== RECORDS FOR THE EXERCISE

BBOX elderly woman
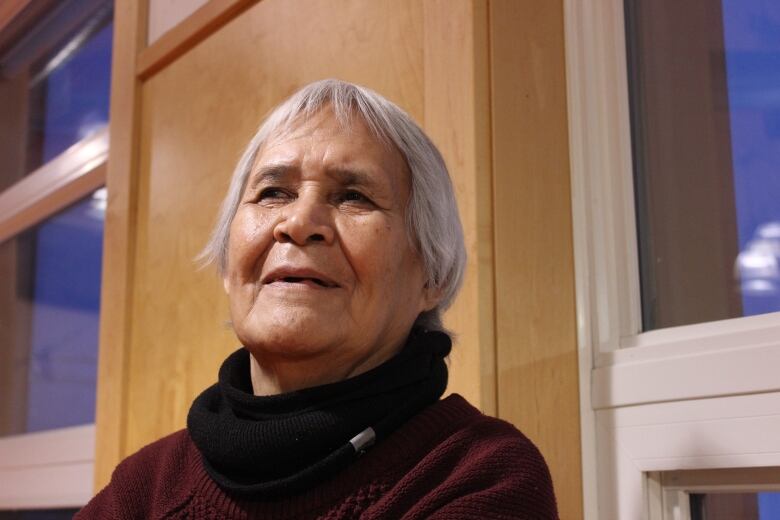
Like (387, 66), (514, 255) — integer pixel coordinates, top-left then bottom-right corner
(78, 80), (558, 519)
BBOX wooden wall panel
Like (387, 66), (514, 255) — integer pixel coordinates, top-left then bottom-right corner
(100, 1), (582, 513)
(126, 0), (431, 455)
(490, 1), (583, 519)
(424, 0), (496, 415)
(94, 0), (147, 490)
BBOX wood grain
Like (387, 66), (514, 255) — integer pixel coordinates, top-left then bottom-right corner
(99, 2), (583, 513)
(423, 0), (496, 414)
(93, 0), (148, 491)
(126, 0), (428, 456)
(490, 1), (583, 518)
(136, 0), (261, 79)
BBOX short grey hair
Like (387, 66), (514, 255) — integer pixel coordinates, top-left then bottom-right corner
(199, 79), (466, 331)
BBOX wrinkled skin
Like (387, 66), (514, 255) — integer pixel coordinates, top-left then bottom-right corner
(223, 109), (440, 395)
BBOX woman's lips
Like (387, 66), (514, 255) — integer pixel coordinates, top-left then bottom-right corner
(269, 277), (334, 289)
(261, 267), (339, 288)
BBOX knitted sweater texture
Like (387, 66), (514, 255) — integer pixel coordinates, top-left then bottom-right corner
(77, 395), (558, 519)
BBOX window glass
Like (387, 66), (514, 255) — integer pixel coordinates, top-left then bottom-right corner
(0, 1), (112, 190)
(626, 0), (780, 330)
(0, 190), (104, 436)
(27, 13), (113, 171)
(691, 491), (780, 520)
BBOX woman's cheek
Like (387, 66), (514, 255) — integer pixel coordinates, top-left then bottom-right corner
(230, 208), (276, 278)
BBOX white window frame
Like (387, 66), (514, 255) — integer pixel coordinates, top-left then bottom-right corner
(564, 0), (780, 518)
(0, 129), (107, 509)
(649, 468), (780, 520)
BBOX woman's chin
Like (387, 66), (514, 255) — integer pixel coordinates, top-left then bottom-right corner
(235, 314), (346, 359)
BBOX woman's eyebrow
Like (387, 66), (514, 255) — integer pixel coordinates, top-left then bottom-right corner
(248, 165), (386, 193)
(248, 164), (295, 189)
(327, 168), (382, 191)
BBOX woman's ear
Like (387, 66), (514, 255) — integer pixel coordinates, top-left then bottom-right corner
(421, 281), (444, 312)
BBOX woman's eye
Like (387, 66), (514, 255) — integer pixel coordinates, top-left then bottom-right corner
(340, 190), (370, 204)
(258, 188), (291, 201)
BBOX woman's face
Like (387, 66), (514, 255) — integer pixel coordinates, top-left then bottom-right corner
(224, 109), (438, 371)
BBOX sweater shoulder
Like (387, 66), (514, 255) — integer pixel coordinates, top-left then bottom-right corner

====

=== PROBLEM TO WORK ON ===
Here the job is to print the data above exactly, except for any pictures.

=== RESULT FOR THIS EXERCISE ===
BBOX elderly woman
Like (387, 66), (514, 255) — integer pixel coordinates, top-left then bottom-right corner
(78, 80), (558, 519)
BBOX wooden wall panel
Like (387, 66), (514, 255) — integer pixel coordinates, top-left then bottom-right corner
(100, 1), (582, 513)
(126, 0), (431, 455)
(490, 1), (583, 519)
(424, 0), (496, 415)
(94, 0), (147, 490)
BBOX wood grain
Like (387, 66), (514, 255) — integer pixel coordinates, top-left then bottom-right corner
(99, 2), (583, 513)
(423, 0), (496, 414)
(93, 0), (148, 491)
(126, 0), (428, 456)
(490, 1), (583, 518)
(136, 0), (261, 79)
BBOX short grey hair
Like (387, 66), (514, 255) — integer pixel coordinates, top-left then bottom-right corner
(199, 79), (466, 331)
BBOX wrinkled skin
Like (387, 66), (514, 255) — integer pixel coordinates, top-left then bottom-right corner
(223, 109), (440, 395)
BBOX woman's lips
Like (387, 66), (514, 255) — integer pixel coordinates, top-left then bottom-right corner
(269, 277), (334, 289)
(261, 267), (339, 288)
BBOX knitted sweater texture
Like (387, 66), (514, 255) — integer pixel coordinates, top-left then bottom-right corner
(77, 395), (558, 519)
BBOX window glass
Like (387, 66), (514, 255) — integer pixel coordinates, top-left then bottom-right corner
(0, 1), (112, 190)
(626, 0), (780, 330)
(0, 190), (104, 436)
(27, 13), (113, 171)
(691, 491), (780, 520)
BBOX woman's cheek
Like (387, 66), (514, 255) — integer pixel coordinates, top-left then bottom-right corner
(230, 208), (276, 278)
BBOX white window frame
Like (387, 66), (514, 255) — integer pixel coordinates, top-left then bottom-right corner
(564, 0), (780, 518)
(0, 129), (107, 509)
(649, 468), (780, 520)
BBOX woman's chin
Like (387, 66), (514, 255) — integer pixel coordinates, top-left then bottom-right corner
(235, 314), (346, 359)
BBOX woman's eyebrow
Like (387, 66), (514, 255) — integer pixel coordinates, top-left then bottom-right corner
(248, 165), (386, 193)
(248, 164), (295, 189)
(327, 168), (382, 191)
BBOX woman's ear
Like (387, 66), (514, 255) — integer pixel coordinates, top-left then bottom-right corner
(421, 281), (444, 312)
BBOX woman's eye
Like (387, 66), (514, 255) — integer pixel coordinates, top-left then bottom-right corner
(340, 190), (370, 204)
(258, 188), (291, 201)
BBOX woman's face
Like (387, 66), (514, 255) — integer pixel coordinates, top-left then bottom-right corner
(224, 109), (438, 371)
BBOX sweater shoulder
Like (387, 66), (514, 255) — integer pixel coordinates, top-left then bottom-right corner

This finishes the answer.